PASSAGE GIVEN:
The pepper comes first, and it matters which one. Guatemalan cooks reach for the sweet bell pepper, the chile pimiento, not the dark poblano you would use across the border in Mexico. Everything else builds the picadillo around it.

For the peppers:

  • 4 large bell peppers (chile pimiento)

For the picadillo:

  • 1 lb (450 g) ground beef or pork
  • 2 small potatoes, peeled and diced small
  • 1 carrot, finely diced
  • ½ cup frozen or fresh peas
  • 1 small onion, finely chopped
  • 2 garlic cloves, minced
  • 1 tomato, chopped
  • salt and black pepper
  • a pinch of ground cloves
  • 1 small cinnamon stick

For the egg batter:

  • 3 eggs, separated
  • 2 tablespoons flour, plus more for dusting
  • salt

For the tomato sauce:

  • 4 ripe tomatoes
  • 1 small onion
  • 1 garlic clove
  • 1 tablespoon oil
  • 1 bay leaf
  • salt

For frying:

  • neutral oil, about ½ inch deep in the pan

To serve: crumbled queso fresco, chopped fresh parsley, white rice, corn tortillas, or a crusty French roll (pan francés).

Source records
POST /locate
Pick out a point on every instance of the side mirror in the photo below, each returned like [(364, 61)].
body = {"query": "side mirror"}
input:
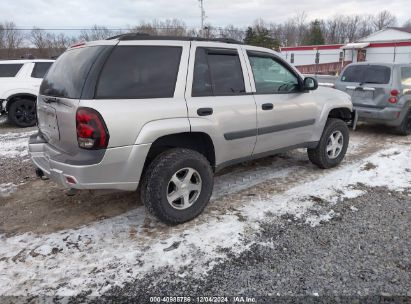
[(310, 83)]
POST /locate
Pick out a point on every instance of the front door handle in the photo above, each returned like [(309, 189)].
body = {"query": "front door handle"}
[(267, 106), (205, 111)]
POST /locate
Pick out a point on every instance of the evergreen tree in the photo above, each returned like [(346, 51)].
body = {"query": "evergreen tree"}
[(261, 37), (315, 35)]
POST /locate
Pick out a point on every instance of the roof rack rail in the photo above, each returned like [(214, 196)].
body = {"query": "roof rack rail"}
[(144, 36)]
==
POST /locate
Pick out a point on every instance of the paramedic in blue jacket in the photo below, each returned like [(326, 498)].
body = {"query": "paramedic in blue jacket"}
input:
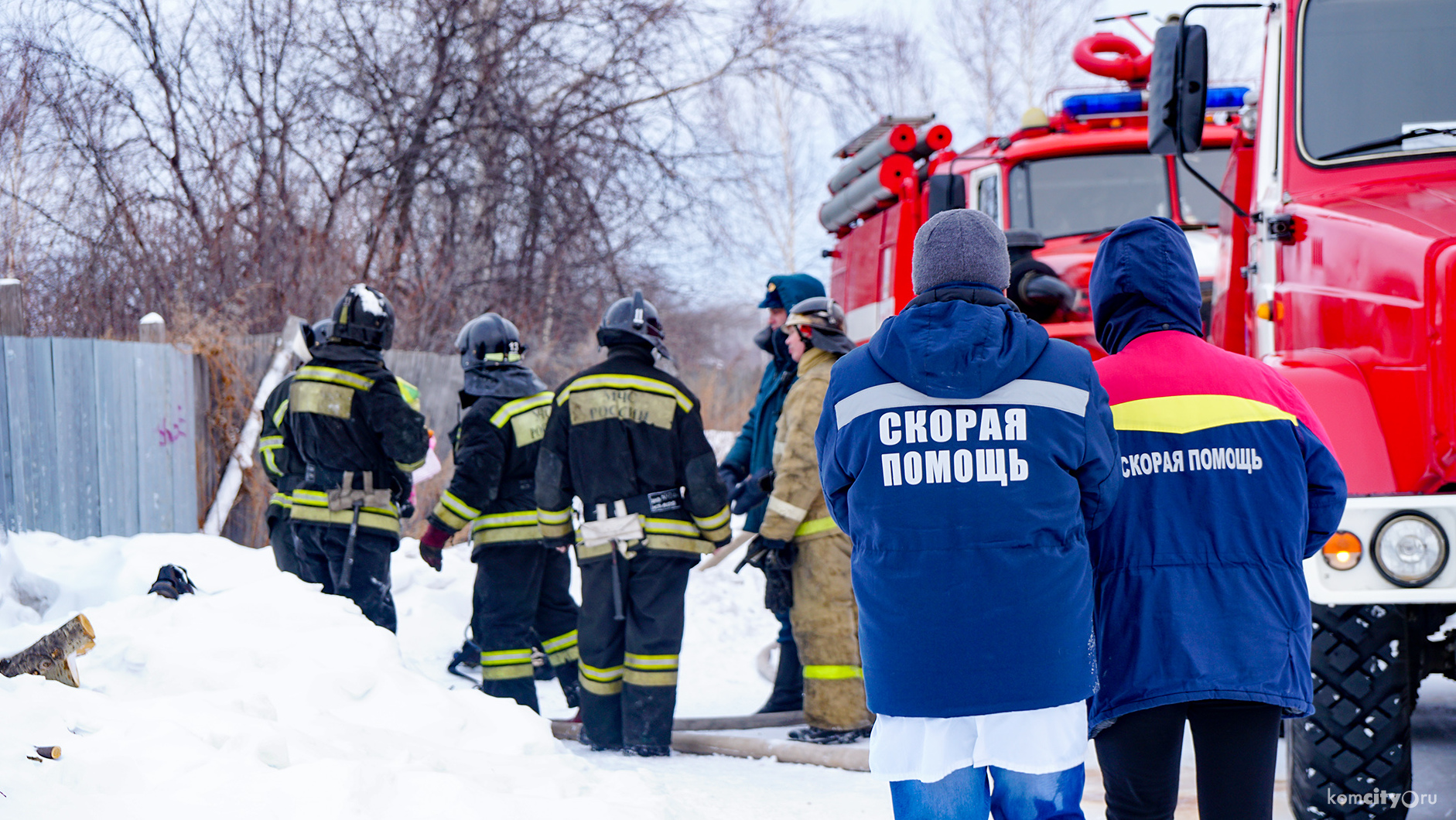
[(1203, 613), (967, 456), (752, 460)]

WHAT TO WORK ON:
Please continue the Guatemalan stuffed pepper recipe after its closing line on serving.

EXERCISE RESULT:
A word on the spice. The clove and cinnamon are the warmth underneath the meat, the thing that tells you a Guatemalan hand made the filling. Keep them restrained. You want depth, not a dessert.

Instructions

  1. Roast the bell peppers over an open flame or under the broiler until the skin blisters and blackens all over.
  2. Put the peppers in a covered bowl or a bag and let them steam for 10 minutes, then peel off the skin.
  3. Cut a slit lengthwise in each pepper and gently remove the seeds, keeping the stem and the pepper itself intact.
  4. Brown the ground meat with the onion and garlic. Season with salt, pepper, the pinch of clove, and the cinnamon stick.
  5. Add the diced potato, carrot, peas, and chopped tomato. Cook until the vegetables are tender and the mixture is dry, not wet. Remove the cinnamon stick, then let the filling cool completely.
  6. Stuff each pepper with the cooled picadillo. The cooled part is not optional. Warm filling makes the batter slide right off in the oil.
  7. Make the sauce. Blend the tomatoes, onion, and garlic, then simmer in oil with the bay leaf and salt for 10 to 15 minutes, until it thickens slightly. Keep it light.
  8. Beat the egg whites to stiff peaks. Beat in the yolks one at a time, then the flour and a pinch of salt.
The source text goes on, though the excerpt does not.